>>>

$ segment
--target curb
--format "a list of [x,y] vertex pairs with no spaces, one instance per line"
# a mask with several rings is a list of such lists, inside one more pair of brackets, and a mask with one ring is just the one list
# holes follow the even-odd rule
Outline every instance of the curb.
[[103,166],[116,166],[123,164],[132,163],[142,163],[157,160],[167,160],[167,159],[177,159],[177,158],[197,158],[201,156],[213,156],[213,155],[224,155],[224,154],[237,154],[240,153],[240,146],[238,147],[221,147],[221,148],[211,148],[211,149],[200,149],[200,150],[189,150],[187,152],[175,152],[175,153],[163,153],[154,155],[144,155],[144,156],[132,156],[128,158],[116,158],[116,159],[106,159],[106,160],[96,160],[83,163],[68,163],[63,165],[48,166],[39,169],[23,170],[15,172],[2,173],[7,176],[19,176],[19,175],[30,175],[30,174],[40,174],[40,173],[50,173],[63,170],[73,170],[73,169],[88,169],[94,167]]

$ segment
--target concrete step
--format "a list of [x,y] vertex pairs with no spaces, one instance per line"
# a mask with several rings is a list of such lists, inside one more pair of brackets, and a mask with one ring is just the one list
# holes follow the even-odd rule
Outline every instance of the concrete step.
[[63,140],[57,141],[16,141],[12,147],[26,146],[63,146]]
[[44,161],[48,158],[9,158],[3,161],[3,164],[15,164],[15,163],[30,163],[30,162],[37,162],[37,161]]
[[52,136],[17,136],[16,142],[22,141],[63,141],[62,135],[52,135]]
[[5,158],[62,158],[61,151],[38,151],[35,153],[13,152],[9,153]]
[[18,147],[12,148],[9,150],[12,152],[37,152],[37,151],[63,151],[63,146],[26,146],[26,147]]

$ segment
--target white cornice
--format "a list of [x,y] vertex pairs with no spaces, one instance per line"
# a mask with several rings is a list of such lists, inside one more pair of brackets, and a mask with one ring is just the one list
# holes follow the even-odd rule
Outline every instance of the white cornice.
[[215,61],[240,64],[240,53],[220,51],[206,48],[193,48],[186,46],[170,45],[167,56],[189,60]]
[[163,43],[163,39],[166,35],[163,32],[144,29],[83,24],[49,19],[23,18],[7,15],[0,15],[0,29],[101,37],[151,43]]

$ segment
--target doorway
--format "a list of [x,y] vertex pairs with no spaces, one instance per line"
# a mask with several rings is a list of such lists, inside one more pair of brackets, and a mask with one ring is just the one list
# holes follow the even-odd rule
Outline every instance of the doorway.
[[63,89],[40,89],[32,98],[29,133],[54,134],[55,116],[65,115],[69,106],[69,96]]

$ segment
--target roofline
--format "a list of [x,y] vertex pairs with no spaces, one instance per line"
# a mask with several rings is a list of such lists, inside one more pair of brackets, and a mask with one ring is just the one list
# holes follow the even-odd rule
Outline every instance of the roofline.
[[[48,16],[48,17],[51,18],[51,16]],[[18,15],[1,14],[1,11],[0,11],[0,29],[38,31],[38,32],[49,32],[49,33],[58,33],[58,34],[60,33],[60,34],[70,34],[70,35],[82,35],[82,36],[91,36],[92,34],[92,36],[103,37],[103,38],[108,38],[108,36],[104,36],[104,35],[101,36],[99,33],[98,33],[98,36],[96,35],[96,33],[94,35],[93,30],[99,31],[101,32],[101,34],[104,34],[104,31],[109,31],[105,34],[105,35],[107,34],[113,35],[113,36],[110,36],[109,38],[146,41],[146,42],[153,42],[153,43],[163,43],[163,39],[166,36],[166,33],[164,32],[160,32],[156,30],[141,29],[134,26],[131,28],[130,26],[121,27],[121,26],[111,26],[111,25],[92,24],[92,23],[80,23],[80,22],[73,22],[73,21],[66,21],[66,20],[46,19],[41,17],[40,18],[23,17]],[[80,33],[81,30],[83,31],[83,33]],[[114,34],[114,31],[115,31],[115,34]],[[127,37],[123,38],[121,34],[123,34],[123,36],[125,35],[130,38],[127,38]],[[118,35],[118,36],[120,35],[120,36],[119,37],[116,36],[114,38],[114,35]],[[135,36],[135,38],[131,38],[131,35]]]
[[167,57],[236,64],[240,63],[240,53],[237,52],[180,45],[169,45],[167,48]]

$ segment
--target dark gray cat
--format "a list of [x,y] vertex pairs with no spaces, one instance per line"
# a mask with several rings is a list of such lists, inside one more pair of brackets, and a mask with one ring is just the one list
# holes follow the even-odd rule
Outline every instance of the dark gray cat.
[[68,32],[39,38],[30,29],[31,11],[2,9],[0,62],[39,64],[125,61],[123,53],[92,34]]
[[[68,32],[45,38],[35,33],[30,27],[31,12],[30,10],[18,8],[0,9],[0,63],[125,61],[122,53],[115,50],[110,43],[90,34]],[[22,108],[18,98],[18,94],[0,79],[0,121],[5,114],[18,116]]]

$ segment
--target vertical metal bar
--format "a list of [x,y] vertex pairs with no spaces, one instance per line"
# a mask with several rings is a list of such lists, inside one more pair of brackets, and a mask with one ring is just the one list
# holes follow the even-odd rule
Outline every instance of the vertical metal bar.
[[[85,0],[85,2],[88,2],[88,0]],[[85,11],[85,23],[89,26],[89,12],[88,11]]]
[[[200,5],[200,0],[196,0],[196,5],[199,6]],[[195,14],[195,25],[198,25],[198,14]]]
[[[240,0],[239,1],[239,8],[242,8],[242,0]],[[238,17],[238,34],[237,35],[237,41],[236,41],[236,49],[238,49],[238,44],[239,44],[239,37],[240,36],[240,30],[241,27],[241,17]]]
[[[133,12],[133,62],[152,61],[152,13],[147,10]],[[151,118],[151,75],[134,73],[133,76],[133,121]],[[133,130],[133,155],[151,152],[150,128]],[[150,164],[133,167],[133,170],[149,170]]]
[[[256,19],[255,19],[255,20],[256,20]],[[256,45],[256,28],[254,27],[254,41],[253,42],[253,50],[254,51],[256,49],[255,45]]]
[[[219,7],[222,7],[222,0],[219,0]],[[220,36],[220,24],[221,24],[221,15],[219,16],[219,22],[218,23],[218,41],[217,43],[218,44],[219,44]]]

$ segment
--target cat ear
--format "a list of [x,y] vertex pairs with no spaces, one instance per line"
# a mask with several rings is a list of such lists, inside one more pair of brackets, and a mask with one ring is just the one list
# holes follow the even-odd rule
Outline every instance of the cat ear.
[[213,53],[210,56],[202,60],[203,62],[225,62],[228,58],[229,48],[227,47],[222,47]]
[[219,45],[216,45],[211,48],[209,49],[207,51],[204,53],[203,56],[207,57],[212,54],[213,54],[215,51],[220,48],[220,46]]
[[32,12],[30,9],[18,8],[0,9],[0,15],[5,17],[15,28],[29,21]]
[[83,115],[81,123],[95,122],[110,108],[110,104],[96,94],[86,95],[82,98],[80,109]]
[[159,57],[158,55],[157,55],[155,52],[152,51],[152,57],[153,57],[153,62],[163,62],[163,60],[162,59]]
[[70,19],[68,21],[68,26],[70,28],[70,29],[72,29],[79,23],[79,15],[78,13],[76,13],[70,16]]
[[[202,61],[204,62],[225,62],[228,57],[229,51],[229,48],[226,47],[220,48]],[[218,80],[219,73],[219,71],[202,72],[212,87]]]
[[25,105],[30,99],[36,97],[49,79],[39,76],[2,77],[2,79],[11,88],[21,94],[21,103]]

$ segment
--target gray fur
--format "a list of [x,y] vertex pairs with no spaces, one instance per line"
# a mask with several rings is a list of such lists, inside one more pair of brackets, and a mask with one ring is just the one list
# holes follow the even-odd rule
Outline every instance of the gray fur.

<<<

_The exercise_: Please repeat the records from their first line through the line holding "Outline every instance of the curb.", inclusive.

_Complete response_:
$ segment
--target curb
--format "a list of [x,y] vertex pairs with no spaces, one instance per line"
# a mask with several rings is a list of such lists, inside one more pair of brackets, and a mask with one ring is just the one list
# holes follow the even-odd rule
Outline every instance of the curb.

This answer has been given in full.